Exercise: Starting with the line that contains "[point] metal lattice", reproduce each line through the end of the listing below, with no other output.

Supplied records:
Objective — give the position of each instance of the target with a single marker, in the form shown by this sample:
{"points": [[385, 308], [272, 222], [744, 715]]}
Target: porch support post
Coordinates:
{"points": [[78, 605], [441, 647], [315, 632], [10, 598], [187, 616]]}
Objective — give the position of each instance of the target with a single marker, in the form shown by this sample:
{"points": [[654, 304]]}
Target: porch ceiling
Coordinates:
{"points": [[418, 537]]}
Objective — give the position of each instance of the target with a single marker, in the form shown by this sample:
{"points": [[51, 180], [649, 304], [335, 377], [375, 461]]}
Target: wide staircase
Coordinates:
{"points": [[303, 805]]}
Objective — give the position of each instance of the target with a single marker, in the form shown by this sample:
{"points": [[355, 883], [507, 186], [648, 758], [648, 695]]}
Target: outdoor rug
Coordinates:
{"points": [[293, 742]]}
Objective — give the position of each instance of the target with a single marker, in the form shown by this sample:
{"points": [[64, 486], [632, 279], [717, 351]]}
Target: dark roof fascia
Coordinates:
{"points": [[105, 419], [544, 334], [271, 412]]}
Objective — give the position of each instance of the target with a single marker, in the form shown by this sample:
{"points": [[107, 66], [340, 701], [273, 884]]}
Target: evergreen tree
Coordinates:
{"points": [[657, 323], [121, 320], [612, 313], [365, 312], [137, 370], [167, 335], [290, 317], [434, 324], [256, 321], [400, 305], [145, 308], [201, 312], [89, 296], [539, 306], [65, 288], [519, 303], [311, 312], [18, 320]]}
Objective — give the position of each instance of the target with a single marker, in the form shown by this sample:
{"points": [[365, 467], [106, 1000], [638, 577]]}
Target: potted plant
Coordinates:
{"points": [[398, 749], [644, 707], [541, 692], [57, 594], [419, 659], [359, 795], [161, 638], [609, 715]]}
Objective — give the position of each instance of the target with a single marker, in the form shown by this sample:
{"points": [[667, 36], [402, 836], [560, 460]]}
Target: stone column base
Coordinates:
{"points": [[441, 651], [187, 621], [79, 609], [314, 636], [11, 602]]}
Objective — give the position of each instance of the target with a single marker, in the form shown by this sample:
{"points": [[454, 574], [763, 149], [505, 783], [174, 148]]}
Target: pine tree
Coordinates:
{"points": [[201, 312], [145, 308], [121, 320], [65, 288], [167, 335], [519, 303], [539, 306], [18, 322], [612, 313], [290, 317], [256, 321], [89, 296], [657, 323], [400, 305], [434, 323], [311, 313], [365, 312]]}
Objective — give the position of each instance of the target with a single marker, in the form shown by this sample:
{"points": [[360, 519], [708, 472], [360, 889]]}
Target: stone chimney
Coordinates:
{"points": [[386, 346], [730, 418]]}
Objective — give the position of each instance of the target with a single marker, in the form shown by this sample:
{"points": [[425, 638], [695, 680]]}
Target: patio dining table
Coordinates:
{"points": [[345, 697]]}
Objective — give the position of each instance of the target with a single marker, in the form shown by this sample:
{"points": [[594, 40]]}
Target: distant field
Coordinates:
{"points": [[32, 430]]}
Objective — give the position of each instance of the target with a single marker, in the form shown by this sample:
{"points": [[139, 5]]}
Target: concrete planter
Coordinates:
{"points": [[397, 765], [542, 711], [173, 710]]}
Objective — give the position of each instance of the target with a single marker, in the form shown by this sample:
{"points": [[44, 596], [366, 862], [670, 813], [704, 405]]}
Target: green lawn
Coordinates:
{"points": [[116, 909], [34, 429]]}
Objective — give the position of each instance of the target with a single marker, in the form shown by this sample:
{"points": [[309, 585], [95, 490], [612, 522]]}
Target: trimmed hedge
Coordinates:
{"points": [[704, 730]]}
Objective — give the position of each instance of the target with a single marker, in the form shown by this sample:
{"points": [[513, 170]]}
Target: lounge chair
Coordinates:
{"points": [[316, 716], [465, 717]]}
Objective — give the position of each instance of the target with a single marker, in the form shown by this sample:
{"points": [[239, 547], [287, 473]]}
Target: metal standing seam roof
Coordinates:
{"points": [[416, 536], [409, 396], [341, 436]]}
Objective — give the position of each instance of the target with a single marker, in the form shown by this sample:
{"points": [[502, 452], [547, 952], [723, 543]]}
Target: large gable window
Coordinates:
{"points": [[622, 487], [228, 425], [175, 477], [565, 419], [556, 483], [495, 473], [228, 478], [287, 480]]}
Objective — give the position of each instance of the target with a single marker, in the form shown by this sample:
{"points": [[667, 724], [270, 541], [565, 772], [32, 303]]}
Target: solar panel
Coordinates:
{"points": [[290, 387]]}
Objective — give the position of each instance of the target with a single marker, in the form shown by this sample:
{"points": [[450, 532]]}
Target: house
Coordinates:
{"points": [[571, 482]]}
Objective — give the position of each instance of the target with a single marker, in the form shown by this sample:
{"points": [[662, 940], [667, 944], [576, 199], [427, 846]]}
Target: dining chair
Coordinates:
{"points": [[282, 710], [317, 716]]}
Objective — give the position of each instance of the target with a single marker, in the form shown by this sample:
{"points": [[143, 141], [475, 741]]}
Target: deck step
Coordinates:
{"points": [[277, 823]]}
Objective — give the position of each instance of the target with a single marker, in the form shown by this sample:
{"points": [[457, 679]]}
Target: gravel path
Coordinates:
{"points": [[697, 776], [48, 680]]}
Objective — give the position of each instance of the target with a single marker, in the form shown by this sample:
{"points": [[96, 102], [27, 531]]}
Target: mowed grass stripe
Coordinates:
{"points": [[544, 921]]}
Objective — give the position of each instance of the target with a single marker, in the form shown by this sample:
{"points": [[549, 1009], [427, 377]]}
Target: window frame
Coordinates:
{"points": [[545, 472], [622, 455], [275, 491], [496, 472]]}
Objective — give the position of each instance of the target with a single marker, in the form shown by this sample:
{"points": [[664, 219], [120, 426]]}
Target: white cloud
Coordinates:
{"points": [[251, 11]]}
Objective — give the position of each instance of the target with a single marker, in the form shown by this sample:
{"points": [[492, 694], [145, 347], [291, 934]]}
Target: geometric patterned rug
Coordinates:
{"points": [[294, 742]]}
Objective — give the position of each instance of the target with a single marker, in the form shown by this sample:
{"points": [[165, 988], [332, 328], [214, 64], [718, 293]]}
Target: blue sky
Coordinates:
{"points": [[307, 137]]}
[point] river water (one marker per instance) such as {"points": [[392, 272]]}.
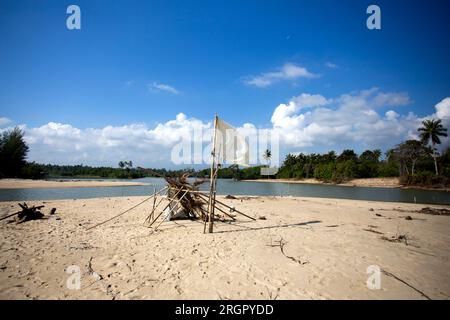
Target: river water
{"points": [[225, 187]]}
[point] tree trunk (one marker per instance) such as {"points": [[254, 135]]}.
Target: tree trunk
{"points": [[434, 158]]}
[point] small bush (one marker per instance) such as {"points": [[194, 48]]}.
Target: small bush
{"points": [[324, 171], [425, 179]]}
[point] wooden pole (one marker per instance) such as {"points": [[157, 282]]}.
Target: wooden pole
{"points": [[227, 206], [212, 181]]}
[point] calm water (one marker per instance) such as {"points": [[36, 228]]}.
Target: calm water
{"points": [[225, 187]]}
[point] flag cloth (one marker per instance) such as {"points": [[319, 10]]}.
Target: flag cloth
{"points": [[231, 147]]}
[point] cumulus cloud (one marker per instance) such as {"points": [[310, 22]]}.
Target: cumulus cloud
{"points": [[443, 110], [331, 65], [4, 121], [351, 120], [155, 86], [288, 71], [65, 144]]}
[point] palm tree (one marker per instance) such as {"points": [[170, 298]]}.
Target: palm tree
{"points": [[430, 132], [267, 155]]}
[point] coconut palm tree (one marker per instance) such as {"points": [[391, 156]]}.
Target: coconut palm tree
{"points": [[430, 131]]}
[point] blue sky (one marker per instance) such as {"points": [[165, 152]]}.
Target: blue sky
{"points": [[144, 62]]}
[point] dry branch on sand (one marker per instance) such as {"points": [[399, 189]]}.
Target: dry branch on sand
{"points": [[27, 213]]}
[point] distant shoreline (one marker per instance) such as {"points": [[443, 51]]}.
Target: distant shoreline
{"points": [[42, 184]]}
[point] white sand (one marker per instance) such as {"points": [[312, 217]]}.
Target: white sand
{"points": [[24, 183], [237, 262]]}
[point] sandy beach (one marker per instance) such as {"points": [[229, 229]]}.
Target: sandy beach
{"points": [[26, 183], [369, 182], [299, 248]]}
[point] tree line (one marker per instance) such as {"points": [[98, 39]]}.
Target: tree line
{"points": [[416, 162]]}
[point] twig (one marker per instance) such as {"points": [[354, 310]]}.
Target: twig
{"points": [[281, 243], [404, 282]]}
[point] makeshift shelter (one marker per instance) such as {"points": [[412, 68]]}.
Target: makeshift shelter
{"points": [[183, 199]]}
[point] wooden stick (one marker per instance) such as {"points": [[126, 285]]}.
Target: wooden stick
{"points": [[178, 201], [211, 186], [223, 204], [154, 200], [172, 199], [10, 215]]}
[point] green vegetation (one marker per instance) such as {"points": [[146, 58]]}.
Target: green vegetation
{"points": [[415, 162], [430, 132], [13, 153]]}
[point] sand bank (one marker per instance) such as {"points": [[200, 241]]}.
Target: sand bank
{"points": [[23, 183], [370, 182], [328, 244]]}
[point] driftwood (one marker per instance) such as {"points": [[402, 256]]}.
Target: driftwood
{"points": [[26, 214], [435, 211], [191, 203]]}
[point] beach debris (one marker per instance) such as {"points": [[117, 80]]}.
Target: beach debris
{"points": [[26, 214], [397, 238], [181, 199], [373, 231], [92, 273], [281, 243], [435, 211]]}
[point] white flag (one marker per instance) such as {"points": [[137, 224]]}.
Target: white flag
{"points": [[231, 147]]}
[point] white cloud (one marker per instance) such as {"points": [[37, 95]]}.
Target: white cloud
{"points": [[443, 110], [307, 122], [65, 144], [351, 120], [155, 86], [4, 121], [288, 71]]}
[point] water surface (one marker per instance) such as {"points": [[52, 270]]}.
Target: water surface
{"points": [[225, 187]]}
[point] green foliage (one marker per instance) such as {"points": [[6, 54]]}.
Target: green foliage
{"points": [[425, 179], [13, 152], [324, 171], [345, 170], [431, 131], [32, 170]]}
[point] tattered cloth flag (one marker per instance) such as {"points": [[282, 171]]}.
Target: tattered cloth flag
{"points": [[231, 147]]}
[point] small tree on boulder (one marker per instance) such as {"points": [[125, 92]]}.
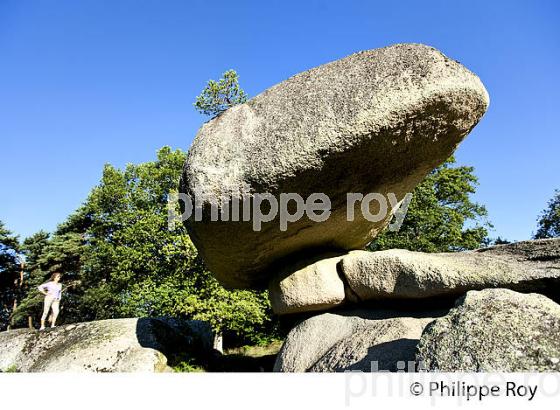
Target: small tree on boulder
{"points": [[220, 95]]}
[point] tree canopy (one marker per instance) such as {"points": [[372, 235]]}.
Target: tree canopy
{"points": [[10, 268], [121, 259]]}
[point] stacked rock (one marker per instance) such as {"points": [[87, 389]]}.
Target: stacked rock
{"points": [[372, 124]]}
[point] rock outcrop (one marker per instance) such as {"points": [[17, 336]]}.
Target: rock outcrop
{"points": [[374, 122], [115, 345], [494, 330], [362, 339], [530, 266]]}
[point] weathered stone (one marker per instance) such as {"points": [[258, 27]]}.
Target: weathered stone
{"points": [[524, 266], [314, 286], [494, 330], [376, 121], [365, 340], [115, 345]]}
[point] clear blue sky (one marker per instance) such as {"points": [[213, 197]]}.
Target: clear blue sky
{"points": [[83, 83]]}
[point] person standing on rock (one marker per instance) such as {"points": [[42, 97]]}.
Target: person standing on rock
{"points": [[53, 292]]}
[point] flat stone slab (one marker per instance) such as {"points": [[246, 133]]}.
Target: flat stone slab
{"points": [[529, 266]]}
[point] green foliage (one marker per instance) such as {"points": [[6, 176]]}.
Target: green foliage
{"points": [[44, 255], [132, 264], [220, 95], [549, 220], [10, 280], [441, 216]]}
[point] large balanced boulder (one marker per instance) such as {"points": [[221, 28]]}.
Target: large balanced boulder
{"points": [[374, 122], [529, 266], [364, 340], [494, 330], [115, 345]]}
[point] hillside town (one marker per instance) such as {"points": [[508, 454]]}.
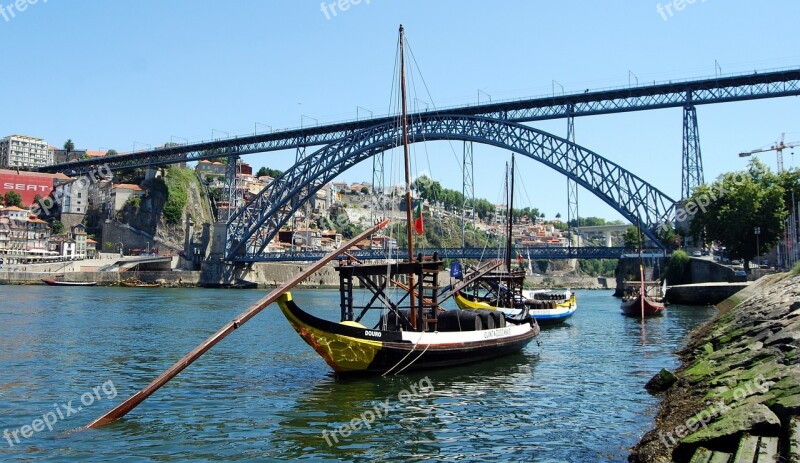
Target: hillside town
{"points": [[46, 217]]}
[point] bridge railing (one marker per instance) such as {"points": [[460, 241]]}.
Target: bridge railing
{"points": [[535, 253]]}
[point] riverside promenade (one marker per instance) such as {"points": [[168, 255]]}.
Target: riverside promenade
{"points": [[736, 397]]}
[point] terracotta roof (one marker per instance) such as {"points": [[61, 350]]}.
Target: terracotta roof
{"points": [[128, 186], [23, 173]]}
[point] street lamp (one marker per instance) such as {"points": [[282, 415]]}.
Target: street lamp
{"points": [[757, 232]]}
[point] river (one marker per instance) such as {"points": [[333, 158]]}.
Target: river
{"points": [[67, 355]]}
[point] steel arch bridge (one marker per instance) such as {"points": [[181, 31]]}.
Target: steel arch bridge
{"points": [[252, 227]]}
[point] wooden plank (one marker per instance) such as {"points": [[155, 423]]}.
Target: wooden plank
{"points": [[748, 447], [794, 442], [122, 409], [768, 450], [702, 455], [720, 457]]}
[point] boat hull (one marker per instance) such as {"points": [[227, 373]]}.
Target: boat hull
{"points": [[350, 348], [544, 316], [633, 307], [69, 283]]}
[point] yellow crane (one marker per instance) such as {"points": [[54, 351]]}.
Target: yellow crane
{"points": [[777, 147]]}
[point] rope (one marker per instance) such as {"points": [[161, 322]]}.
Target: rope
{"points": [[418, 357], [406, 356]]}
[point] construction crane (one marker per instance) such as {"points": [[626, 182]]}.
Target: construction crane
{"points": [[778, 147]]}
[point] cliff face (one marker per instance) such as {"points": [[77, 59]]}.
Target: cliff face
{"points": [[161, 216]]}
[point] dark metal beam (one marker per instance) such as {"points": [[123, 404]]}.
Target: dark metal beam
{"points": [[638, 98], [460, 253]]}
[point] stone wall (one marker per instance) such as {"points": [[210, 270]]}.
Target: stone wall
{"points": [[740, 375], [102, 278]]}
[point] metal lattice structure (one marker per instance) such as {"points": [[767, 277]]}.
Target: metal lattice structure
{"points": [[572, 188], [467, 190], [589, 252], [253, 226], [637, 98], [692, 157]]}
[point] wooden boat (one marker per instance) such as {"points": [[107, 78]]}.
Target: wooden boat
{"points": [[69, 283], [136, 283], [637, 305], [503, 290], [638, 302], [408, 329], [551, 307]]}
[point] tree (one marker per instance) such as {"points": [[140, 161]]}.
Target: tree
{"points": [[631, 238], [12, 198], [69, 147], [736, 204]]}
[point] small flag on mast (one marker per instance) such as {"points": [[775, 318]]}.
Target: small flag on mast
{"points": [[419, 227]]}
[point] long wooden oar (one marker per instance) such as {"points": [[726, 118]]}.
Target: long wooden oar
{"points": [[122, 409]]}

Result:
[point] metal lattice structure (one marker per instance) such as {"points": [[767, 277]]}.
Target: metal lattice structure
{"points": [[572, 188], [467, 190], [589, 252], [253, 226], [637, 98], [692, 157]]}
[point] wooden boat (one marker per instance) such as {"points": [[107, 78]]}.
Target: wooden boat
{"points": [[69, 283], [136, 283], [637, 305], [503, 290], [638, 302], [408, 329], [551, 307]]}
[point] tree (one marker per instance) such as {"points": [[140, 161]]}.
Target: tree
{"points": [[631, 238], [12, 198], [69, 147], [736, 204]]}
[point] small flag on mast (one marker per instance) such as {"points": [[775, 318]]}.
Target: small flag on mast
{"points": [[419, 227]]}
[point] long wooden oar (one marker per instance) such as {"points": [[726, 118]]}.
Target: long wooden oar
{"points": [[122, 409]]}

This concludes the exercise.